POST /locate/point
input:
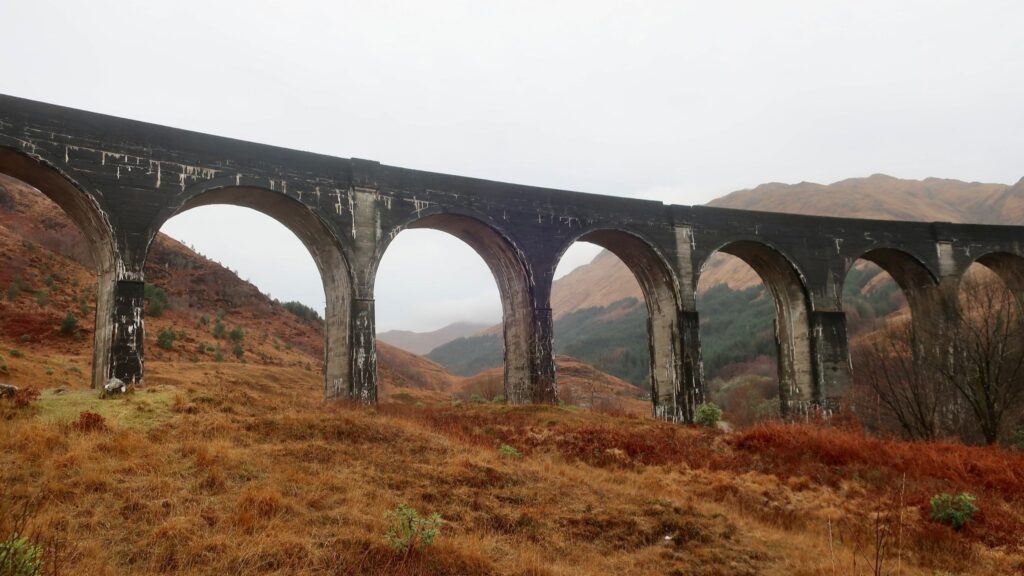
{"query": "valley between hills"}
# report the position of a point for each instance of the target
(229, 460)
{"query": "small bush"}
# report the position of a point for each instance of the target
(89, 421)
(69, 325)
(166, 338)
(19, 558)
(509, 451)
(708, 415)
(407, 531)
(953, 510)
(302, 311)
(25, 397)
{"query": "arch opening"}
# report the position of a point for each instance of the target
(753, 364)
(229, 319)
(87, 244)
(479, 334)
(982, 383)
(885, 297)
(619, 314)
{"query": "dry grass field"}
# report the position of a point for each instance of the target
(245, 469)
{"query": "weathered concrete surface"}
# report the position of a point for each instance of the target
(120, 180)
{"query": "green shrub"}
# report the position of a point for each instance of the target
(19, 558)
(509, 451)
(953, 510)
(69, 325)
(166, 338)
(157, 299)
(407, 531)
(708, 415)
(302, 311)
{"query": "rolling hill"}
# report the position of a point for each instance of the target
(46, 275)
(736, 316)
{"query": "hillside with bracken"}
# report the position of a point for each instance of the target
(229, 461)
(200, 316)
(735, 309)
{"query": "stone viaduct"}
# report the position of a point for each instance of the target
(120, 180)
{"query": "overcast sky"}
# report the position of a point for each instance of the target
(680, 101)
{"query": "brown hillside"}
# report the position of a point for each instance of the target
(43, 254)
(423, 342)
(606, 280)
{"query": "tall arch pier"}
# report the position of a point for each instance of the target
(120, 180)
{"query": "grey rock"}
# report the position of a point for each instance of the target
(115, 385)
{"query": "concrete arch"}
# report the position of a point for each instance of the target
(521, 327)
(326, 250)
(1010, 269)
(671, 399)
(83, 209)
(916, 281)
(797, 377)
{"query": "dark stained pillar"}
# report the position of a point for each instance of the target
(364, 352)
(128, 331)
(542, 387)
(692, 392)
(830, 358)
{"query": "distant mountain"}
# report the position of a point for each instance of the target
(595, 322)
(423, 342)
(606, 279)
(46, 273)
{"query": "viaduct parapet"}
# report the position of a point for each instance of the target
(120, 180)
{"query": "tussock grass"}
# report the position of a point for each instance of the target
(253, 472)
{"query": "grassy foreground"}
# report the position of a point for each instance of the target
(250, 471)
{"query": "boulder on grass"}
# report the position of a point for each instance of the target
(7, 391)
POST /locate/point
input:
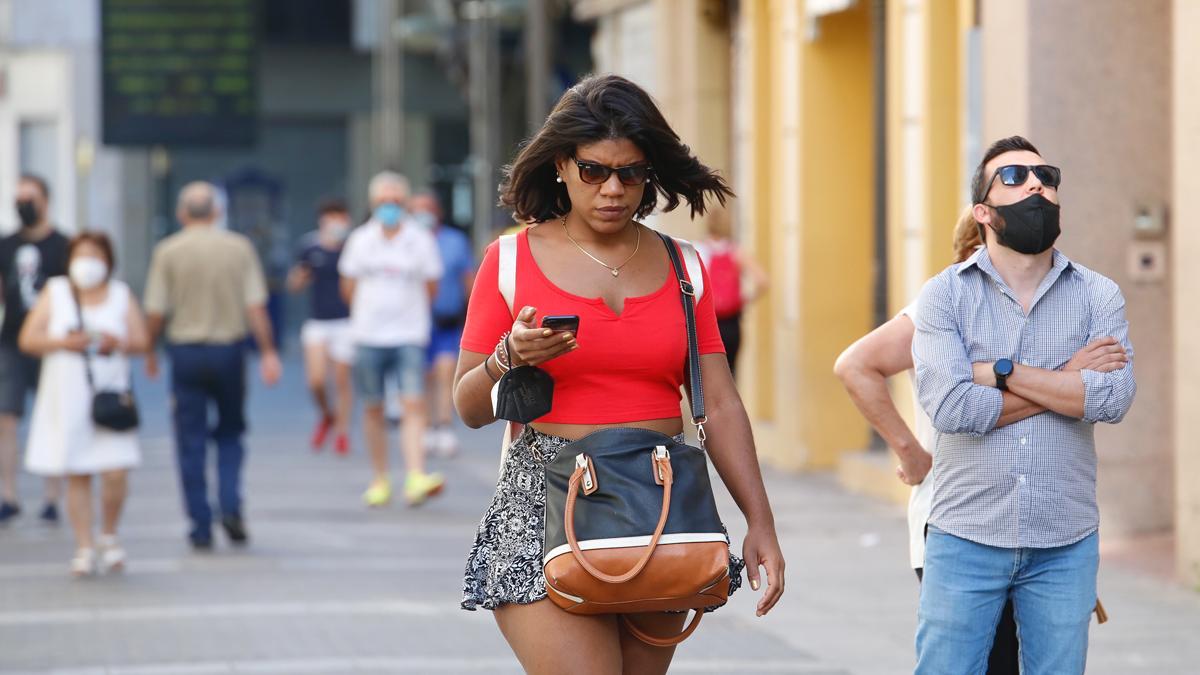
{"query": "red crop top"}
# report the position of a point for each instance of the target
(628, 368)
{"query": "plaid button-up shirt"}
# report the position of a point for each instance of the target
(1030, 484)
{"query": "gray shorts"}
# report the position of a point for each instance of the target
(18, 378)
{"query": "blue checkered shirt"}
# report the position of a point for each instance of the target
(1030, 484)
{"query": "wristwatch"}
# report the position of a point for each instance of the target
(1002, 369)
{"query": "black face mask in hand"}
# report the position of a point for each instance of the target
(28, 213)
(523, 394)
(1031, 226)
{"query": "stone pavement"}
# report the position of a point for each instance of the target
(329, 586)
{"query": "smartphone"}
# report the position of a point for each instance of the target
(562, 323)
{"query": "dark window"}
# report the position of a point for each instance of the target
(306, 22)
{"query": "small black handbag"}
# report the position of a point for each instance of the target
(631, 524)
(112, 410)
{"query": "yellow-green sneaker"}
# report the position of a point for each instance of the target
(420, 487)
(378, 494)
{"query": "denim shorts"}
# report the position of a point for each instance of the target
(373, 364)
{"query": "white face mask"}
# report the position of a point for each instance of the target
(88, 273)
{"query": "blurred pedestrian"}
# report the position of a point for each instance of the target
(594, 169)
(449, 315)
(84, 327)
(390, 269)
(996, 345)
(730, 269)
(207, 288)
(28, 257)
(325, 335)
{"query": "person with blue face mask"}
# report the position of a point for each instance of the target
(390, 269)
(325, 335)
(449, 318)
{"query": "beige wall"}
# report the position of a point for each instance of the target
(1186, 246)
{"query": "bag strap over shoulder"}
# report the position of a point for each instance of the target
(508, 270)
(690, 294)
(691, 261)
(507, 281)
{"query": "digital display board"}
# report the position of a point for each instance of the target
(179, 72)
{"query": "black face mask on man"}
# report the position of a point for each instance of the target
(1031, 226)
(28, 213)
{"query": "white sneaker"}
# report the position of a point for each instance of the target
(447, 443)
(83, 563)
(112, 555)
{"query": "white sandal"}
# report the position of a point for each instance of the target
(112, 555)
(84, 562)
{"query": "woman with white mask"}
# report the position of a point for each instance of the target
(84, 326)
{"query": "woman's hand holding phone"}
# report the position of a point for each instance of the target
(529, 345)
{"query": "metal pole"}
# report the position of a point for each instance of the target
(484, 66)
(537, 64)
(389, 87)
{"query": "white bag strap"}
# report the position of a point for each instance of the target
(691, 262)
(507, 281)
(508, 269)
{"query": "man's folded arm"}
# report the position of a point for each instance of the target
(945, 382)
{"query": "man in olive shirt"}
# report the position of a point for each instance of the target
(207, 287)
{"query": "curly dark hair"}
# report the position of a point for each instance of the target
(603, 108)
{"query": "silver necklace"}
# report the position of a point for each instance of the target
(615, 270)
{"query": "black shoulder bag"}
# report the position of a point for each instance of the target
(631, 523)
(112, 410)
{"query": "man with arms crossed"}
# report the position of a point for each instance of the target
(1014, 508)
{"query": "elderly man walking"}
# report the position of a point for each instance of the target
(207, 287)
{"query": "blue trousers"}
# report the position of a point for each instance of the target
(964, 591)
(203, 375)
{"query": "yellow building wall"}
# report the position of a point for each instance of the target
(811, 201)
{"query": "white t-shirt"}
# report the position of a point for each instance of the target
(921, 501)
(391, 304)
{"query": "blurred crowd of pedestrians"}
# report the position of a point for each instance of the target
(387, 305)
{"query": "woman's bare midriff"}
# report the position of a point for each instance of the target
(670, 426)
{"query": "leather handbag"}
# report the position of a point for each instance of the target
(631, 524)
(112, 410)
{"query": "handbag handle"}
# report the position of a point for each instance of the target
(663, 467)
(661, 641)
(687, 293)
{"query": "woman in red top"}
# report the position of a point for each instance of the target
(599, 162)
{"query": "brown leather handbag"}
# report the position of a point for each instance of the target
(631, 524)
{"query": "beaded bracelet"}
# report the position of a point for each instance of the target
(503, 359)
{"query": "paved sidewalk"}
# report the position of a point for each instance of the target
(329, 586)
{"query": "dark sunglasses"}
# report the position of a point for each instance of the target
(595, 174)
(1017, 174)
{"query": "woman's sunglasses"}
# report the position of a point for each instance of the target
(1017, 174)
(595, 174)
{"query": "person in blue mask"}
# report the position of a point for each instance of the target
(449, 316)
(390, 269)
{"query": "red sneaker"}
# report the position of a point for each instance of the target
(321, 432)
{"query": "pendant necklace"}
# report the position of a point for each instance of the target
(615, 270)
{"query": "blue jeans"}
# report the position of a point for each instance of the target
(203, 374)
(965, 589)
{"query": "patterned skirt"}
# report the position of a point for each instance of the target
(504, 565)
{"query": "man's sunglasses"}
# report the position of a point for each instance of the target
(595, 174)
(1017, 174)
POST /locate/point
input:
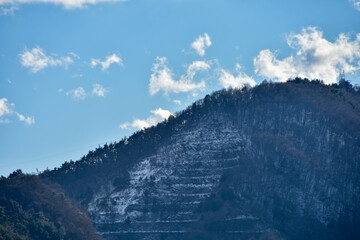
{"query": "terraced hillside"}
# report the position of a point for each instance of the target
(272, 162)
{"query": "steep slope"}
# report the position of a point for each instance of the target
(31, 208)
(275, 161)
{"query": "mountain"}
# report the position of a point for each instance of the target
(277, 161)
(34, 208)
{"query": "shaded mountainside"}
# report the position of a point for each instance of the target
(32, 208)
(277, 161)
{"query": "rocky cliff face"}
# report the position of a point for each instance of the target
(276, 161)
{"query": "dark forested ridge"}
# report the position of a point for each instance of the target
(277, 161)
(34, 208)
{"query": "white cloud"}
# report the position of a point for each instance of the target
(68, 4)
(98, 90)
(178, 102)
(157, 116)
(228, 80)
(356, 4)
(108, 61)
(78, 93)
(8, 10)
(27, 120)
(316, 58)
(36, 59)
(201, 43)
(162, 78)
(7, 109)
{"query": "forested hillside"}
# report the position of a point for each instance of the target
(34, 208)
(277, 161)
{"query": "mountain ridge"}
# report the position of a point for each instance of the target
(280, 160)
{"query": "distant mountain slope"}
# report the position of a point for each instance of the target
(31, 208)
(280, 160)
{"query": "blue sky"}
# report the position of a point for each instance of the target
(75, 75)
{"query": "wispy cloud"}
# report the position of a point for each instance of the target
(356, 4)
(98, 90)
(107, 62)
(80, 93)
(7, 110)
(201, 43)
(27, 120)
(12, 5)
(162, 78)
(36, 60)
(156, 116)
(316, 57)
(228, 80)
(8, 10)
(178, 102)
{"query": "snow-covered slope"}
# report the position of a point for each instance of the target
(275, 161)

-=-=-=-=-

Short exercise -
Show every line of the listing above that contains the word "dark", counting only matches with the same case.

Completed exercise -
{"query": "dark stained pillar"}
{"query": "dark window"}
{"query": "curly dark hair"}
{"query": "dark sunglasses"}
{"query": "dark forested ridge"}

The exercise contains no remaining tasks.